> _SELECTED TEXT_:
◇ ◇ ◇

Fix the pumps

Thursday, September 14, 2006

How long has the Corps known about the floodgate pump vibration problems?

The Times-Picayune has done yeoman work covering the construction and operation of the floodgates and pumps out at the lakefront. The latest article, from this past Tuesday, talked about continuing vibration problems on all the pumps:

"But serious vibration problems were discovered in the pumps soon after they were tested last month. The motors in 10 pumps at the Orleans canal and 12 pumps each at the London and 17th Street canals have all been rebuilt since then.
"And although some progress has occurred with the six pumps on the west side of the 17th, the results of weekend tests at London and Orleans 'weren't satisfactory,' [Corps Project Manager Jim] St. Germain said. Some pumps pulse less than others, but overall improvement is needed, he said.
"Still, he wouldn't rule out pressing most or all of the pumps into service if the canals are closed against storm surge. The faster the water leaves the canals, the faster the rainwater can drain from surrounding neighborhoods, so he said the corps would make every effort to use as many pumps as possible."

◇ ◇ ◇

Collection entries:

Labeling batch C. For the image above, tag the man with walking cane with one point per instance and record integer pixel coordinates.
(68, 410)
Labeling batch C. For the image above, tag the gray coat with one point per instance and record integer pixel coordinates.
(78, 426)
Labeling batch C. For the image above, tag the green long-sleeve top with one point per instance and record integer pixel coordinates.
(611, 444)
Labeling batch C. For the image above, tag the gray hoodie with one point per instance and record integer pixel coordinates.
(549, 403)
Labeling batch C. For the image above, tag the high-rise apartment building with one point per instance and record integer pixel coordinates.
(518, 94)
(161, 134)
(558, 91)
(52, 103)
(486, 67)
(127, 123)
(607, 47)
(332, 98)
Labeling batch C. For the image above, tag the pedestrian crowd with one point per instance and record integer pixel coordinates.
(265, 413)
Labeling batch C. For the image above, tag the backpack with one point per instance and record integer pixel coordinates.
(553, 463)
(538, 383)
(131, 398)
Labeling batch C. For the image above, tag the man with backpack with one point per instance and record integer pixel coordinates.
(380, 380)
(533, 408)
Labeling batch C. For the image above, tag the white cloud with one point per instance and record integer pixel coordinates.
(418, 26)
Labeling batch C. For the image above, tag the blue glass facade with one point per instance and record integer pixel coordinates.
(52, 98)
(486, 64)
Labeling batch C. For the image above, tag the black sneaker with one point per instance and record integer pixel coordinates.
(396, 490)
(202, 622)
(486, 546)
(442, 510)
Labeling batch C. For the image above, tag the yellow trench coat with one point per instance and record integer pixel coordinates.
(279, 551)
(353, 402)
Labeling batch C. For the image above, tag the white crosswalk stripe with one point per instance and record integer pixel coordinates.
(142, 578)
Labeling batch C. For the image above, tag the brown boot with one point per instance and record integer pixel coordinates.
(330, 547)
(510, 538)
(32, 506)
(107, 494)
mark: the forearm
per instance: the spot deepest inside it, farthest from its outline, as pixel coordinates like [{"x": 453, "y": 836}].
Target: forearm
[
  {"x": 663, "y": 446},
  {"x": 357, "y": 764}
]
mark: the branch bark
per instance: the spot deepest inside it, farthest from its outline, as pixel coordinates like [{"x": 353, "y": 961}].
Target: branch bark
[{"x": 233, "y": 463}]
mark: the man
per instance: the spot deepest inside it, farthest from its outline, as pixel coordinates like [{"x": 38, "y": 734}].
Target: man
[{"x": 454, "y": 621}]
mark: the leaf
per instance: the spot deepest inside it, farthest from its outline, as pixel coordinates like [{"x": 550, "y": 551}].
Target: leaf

◇ ◇ ◇

> _QUESTIONS TO ANSWER_:
A. Translate this sentence from the post on the floodgate pumps into Spanish: "Some pumps pulse less than others, but overall improvement is needed, he said."
B. Reproduce the post on the floodgate pumps from "Thursday, September 14, 2006" up to and including "needed, he said.", replacing "vibration" with "shaking".

> _TASK-BY-TASK OUTPUTS_:
A. Algunas bombas pulsan menos que otras, pero en general se necesita una mejora, dijo.

B.
Thursday, September 14, 2006

How long has the Corps known about the floodgate pump shaking problems?

The Times-Picayune has done yeoman work covering the construction and operation of the floodgates and pumps out at the lakefront. The latest article, from this past Tuesday, talked about continuing shaking problems on all the pumps:

"But serious shaking problems were discovered in the pumps soon after they were tested last month. The motors in 10 pumps at the Orleans canal and 12 pumps each at the London and 17th Street canals have all been rebuilt since then.
"And although some progress has occurred with the six pumps on the west side of the 17th, the results of weekend tests at London and Orleans 'weren't satisfactory,' [Corps Project Manager Jim] St. Germain said. Some pumps pulse less than others, but overall improvement is needed, he said.